Exercise instructions:
Update the material from the line containing "Existence query — does this image feature any sky?" through the end, both included, so that "pinpoint" stands wherever "localize" appears and nothing else changes. Leave the pictures out of your answer.

======== Data excerpts

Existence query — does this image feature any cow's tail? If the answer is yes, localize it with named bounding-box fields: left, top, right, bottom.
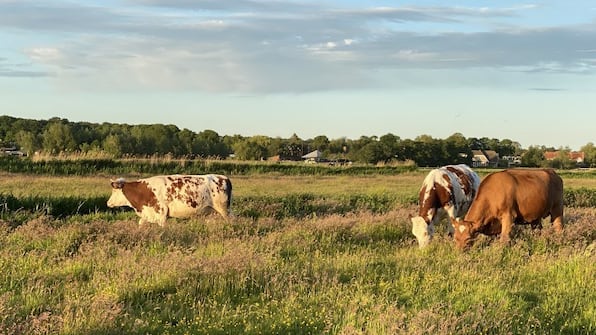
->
left=225, top=178, right=232, bottom=212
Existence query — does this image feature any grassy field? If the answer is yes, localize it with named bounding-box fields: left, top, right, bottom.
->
left=0, top=171, right=596, bottom=334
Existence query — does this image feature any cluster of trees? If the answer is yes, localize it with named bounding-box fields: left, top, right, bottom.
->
left=0, top=116, right=596, bottom=166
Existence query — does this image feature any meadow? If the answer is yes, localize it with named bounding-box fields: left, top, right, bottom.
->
left=0, top=169, right=596, bottom=335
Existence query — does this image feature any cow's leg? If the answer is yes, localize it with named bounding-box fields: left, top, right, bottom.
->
left=551, top=210, right=563, bottom=233
left=139, top=216, right=147, bottom=226
left=530, top=219, right=542, bottom=229
left=501, top=214, right=513, bottom=243
left=444, top=206, right=459, bottom=237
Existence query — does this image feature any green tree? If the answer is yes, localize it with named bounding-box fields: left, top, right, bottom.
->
left=580, top=142, right=596, bottom=167
left=234, top=136, right=269, bottom=161
left=15, top=130, right=40, bottom=156
left=102, top=134, right=123, bottom=157
left=42, top=122, right=77, bottom=154
left=310, top=135, right=329, bottom=151
left=441, top=133, right=472, bottom=165
left=522, top=146, right=544, bottom=167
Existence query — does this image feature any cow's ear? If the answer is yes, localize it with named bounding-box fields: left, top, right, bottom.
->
left=110, top=178, right=124, bottom=188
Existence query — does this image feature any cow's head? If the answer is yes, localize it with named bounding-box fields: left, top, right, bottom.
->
left=108, top=178, right=130, bottom=208
left=452, top=219, right=477, bottom=250
left=409, top=215, right=434, bottom=248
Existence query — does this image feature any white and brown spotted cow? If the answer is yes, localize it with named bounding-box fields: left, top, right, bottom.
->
left=108, top=174, right=232, bottom=226
left=410, top=164, right=480, bottom=248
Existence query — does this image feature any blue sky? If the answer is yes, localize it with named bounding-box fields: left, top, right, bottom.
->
left=0, top=0, right=596, bottom=150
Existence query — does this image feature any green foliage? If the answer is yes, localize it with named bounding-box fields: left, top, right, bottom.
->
left=0, top=157, right=416, bottom=176
left=0, top=209, right=596, bottom=335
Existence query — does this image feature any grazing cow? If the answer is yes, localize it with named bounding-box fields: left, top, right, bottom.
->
left=410, top=164, right=480, bottom=248
left=108, top=174, right=232, bottom=226
left=455, top=169, right=563, bottom=249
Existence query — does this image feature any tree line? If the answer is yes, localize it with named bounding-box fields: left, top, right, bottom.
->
left=0, top=116, right=596, bottom=168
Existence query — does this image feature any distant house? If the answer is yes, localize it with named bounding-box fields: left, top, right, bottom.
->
left=302, top=149, right=324, bottom=163
left=503, top=156, right=521, bottom=167
left=544, top=151, right=586, bottom=165
left=472, top=150, right=499, bottom=167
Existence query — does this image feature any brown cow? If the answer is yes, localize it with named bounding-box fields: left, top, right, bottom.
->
left=455, top=169, right=563, bottom=249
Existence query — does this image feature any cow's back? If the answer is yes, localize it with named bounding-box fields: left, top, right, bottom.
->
left=465, top=169, right=563, bottom=224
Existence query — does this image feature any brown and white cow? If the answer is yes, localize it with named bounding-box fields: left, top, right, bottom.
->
left=410, top=164, right=480, bottom=248
left=108, top=174, right=232, bottom=226
left=455, top=169, right=563, bottom=249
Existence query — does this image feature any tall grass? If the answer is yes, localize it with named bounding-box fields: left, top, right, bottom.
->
left=0, top=208, right=596, bottom=334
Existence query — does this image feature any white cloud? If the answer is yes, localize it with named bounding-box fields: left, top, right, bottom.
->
left=0, top=0, right=596, bottom=92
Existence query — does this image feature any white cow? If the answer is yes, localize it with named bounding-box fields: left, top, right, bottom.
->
left=108, top=174, right=232, bottom=226
left=410, top=164, right=480, bottom=248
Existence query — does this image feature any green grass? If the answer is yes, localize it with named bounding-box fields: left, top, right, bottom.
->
left=0, top=208, right=596, bottom=334
left=0, top=172, right=596, bottom=335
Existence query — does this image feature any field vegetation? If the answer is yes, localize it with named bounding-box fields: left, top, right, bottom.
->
left=0, top=162, right=596, bottom=334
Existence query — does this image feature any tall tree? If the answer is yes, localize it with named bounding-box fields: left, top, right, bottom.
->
left=42, top=122, right=77, bottom=154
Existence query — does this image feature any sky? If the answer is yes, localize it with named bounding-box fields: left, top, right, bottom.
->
left=0, top=0, right=596, bottom=150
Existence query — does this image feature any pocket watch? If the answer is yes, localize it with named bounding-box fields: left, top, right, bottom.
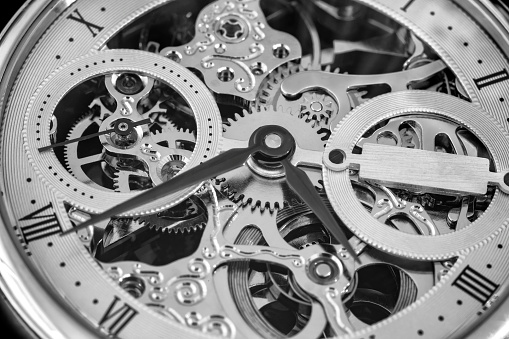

================

Written solution:
Existence query — does this image feature any sky? If the answer is yes, pinpoint it with named bounding-box fields: left, top, right, bottom.
->
left=0, top=0, right=596, bottom=150
Existence query — does this image feature any pocket watch? If the answer is yes, pinpoint it with named bounding-box fields: left, top, right, bottom.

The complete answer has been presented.